An exact copy of the records is required, minus the pictures they hold.

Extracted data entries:

☆ ☆ ☆ ☆

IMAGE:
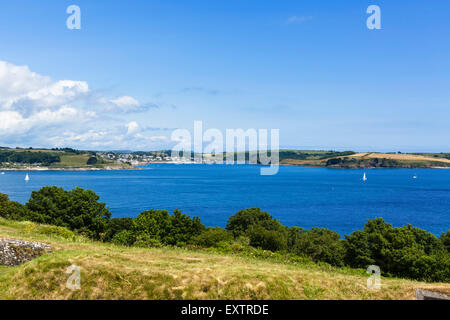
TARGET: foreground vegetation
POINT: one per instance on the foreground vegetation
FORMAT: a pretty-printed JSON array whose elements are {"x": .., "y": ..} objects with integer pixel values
[
  {"x": 116, "y": 272},
  {"x": 406, "y": 252},
  {"x": 65, "y": 158},
  {"x": 365, "y": 160}
]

☆ ☆ ☆ ☆

Solution to this task:
IMAGE:
TARGET: foreground vegetation
POINT: one per instance on the foreground vegetation
FORMAT: a pretty-printed JSON array whose elements are {"x": .., "y": ..} objects with integer pixel values
[
  {"x": 116, "y": 272},
  {"x": 406, "y": 252},
  {"x": 65, "y": 158},
  {"x": 365, "y": 160}
]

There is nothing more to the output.